## RECORDS SHOWN
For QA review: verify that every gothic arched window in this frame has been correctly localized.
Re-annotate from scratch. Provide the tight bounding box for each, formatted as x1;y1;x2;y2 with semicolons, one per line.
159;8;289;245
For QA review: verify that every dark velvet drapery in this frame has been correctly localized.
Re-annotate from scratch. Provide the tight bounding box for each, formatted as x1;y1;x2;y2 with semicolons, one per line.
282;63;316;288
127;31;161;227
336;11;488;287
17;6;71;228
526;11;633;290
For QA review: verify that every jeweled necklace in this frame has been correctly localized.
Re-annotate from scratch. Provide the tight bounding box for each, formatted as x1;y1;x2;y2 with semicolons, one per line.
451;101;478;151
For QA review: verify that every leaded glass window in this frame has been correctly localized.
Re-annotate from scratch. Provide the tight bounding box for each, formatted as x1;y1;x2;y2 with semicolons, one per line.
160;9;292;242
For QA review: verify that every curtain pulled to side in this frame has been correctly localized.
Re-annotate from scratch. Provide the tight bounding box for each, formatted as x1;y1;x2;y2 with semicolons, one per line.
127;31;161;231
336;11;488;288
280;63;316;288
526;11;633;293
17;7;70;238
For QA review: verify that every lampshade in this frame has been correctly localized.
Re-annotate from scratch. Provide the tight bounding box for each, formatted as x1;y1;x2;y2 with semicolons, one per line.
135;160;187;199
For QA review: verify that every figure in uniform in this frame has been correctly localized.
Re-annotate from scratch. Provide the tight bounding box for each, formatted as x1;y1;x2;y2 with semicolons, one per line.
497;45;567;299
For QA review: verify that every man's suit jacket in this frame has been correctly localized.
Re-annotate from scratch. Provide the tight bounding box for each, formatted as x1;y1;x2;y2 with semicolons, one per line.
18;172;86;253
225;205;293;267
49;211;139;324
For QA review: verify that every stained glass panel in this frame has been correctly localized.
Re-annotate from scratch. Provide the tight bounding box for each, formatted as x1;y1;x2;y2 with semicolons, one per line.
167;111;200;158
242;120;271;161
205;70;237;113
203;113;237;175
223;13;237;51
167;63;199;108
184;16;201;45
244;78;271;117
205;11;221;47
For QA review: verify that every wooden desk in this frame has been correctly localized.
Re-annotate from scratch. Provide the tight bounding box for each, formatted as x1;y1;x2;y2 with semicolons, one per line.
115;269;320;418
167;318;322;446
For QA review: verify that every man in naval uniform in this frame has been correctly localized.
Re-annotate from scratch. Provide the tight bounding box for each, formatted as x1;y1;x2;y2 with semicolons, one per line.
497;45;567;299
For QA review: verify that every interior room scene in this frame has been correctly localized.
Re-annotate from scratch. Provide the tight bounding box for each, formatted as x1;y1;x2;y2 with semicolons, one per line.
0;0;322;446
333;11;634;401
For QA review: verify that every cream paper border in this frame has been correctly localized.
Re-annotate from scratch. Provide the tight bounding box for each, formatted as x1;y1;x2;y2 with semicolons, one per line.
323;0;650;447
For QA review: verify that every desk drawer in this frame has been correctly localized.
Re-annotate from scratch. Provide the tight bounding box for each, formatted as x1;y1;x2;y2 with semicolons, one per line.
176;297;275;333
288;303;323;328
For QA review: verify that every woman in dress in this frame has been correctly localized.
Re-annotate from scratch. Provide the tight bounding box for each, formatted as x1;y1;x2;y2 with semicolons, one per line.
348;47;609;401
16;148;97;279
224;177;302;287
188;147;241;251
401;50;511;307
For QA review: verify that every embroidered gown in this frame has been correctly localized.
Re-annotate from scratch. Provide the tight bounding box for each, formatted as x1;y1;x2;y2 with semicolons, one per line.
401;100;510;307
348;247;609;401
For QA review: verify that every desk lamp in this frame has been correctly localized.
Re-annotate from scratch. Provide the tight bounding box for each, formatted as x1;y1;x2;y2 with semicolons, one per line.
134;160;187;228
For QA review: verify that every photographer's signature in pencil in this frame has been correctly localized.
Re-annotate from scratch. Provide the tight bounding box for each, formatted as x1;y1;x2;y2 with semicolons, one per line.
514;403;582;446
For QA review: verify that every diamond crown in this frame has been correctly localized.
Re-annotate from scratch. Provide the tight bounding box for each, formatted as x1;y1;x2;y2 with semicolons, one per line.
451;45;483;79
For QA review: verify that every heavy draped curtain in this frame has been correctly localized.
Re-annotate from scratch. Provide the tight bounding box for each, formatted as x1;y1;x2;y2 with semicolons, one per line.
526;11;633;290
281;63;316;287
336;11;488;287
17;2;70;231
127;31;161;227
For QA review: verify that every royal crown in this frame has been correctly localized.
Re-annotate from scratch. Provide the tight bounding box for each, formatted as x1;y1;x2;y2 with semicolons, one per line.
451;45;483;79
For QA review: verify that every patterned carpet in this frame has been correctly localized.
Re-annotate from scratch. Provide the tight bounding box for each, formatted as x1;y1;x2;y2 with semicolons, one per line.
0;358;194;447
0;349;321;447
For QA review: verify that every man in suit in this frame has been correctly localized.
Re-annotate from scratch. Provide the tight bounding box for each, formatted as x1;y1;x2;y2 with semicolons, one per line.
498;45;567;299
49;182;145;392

## YOUR OBJECTIVE
Copy out all the entries again, swapping "frame" for "image" wherever it occurs and leaving everything else unchanged.

## PROBLEM SOLUTION
For QA review: verify that every gothic arched window in this image has been correctly localized.
Re-annotate from scratch. Provide the tight bounding box for each, formatted as x1;y1;x2;y2 with semicolons, one per line.
159;8;289;245
For QA review: verify that every dark velvet drapery in this image has been correctly localized.
Re-annotate from scratch. Provide the tight bounding box for each, formatted as x1;y1;x2;y2 with semicolons, one per line.
282;63;316;288
127;31;161;227
336;11;488;287
17;6;71;228
526;11;633;290
For QA review: verify that every jeweled necklace in this image has been correctly localized.
Re-annotate from scratch. Provide the tight bounding box for each, formatted as x1;y1;x2;y2 with semicolons, one per line.
451;101;478;151
For QA review: verify that every leaded glass window in this image has been correctly localized.
Re-annotate from scratch. Provide the tight bounding box for each, formatted as x1;y1;x2;y2 with semicolons, one per line.
160;9;292;242
For QA review: verify that every curtain pulled to side in this image has been correctly localized.
Re-annotate from scratch. Provide the tight bounding box for each, formatted as x1;y1;x2;y2 with semicolons, one per line.
127;31;161;231
336;11;488;288
280;63;316;288
526;11;633;293
17;7;70;238
For QA review: verify that every lampshade in this image has been correctly localized.
Re-annotate from scratch. Provide the tight bounding box for each, formatted as x1;y1;x2;y2 with semicolons, one per line.
135;160;187;199
For QA review: verify that every figure in uniform in this image has been correctly localized.
Re-annotate from scratch. Provide the tight bounding box for each, formatted as x1;y1;x2;y2 with semicolons, one per line.
497;45;567;299
For QA review: verify that every man's suit jacket in this image has been correctly localized.
Re-annotate from scratch. Provide the tight bounding box for each, formatted as x1;y1;x2;y2 with semicolons, one per line.
18;172;86;253
225;205;293;267
49;211;139;324
For QA review: verify that every stained glass panel in this image has been correctly localized.
Re-annotate from scratch. Provide the tight bounding box for each, formatted as x1;y1;x2;y2 with semicolons, one per line.
167;111;200;158
242;120;271;161
205;70;237;113
203;113;237;175
223;13;237;51
167;63;199;108
184;16;201;45
244;78;271;117
205;11;221;47
For QA review: verify that every wooden desk in this image has been correctly localized.
Re-annotate from scratch. Provide the tight bounding box for each, formatted as x1;y1;x2;y2 with semicolons, one per line.
115;269;320;418
167;318;322;446
For QA review: verify that every man in naval uniform in this image has been correctly localized.
Re-annotate from scratch. Provide the tight bounding box for each, formatted as x1;y1;x2;y2 with semicolons, one per line.
497;45;567;299
For QA review: verify that every interior room scene in this image has been correctly localized.
Re-annotate from scratch. Provide the tight bounding box for each, formatted as x1;y1;x2;y2 with semicolons, one per line.
0;0;322;446
333;11;634;401
For QA review: verify that every cream paper border in this image has been correctly localized.
Re-annotate from scratch. Provide the tight bounding box for each, formatted as x1;y1;x2;y2 with semicolons, one per line.
323;0;650;447
For QA review: verify that every desk drawer in this image has been correctly localized.
Re-annotate from scratch. Provide the tight bounding box for each, formatted as x1;y1;x2;y2 with semicolons, one per line.
176;297;275;333
288;303;323;328
For QA review: verify that every woman in dress in this image has been correctly localized.
Re-annotate from scratch. Provide the tight bounding box for each, formatted as x1;y1;x2;y2 with semicolons, one per line.
348;47;609;401
16;148;97;279
224;177;302;287
188;147;241;251
401;50;511;307
For QA review: verify that every embroidered gown in this image has been correctly localized.
Re-annotate from scratch. Provide the tight bounding box for each, formatted as x1;y1;x2;y2 with semicolons, one per line.
401;100;510;307
348;247;609;401
For QA review: verify that every desk lamp in this image has been correctly localized.
Re-annotate from scratch. Provide the tight bounding box for each, formatted as x1;y1;x2;y2 with semicolons, one per line.
134;160;187;228
For QA review: verify that every photographer's signature in pencil in this image has been correctly localized.
Re-annotate from scratch. Provide the tight bounding box for each, formatted as x1;y1;x2;y2 with semicolons, one per line.
514;403;582;446
For QA review: verify that every diamond crown in this image has been correctly localized.
Re-annotate from scratch. Provide the tight bounding box for each, formatted as x1;y1;x2;y2 with semicolons, one per line.
451;45;483;79
For QA review: verify that every heavy draped curtain in this image has been correctly localized.
Re-annotate from scratch. Provide the tight bounding box for each, formatted as x1;y1;x2;y2 with semicolons, one per line.
526;11;633;290
281;63;316;287
336;11;488;287
17;2;70;231
127;31;161;227
For QA review: verify that every royal crown in this image has been correctly localized.
Re-annotate from scratch. Provide the tight bounding box for each, formatted as x1;y1;x2;y2 with semicolons, one per line.
451;45;483;79
For QA review: verify that every patterned carpet in this image has been correctly localized.
Re-annotate from scratch. Provide the tight bounding box for each, formatted as x1;y1;x2;y2 with semicolons, one per line.
0;358;194;447
0;349;321;447
For QA review: verify that every man in suit in this image has been correctly localized.
Re-annotate from scratch. Provide the tight bounding box for each, formatted as x1;y1;x2;y2 with semicolons, one per line.
498;45;567;299
49;182;145;392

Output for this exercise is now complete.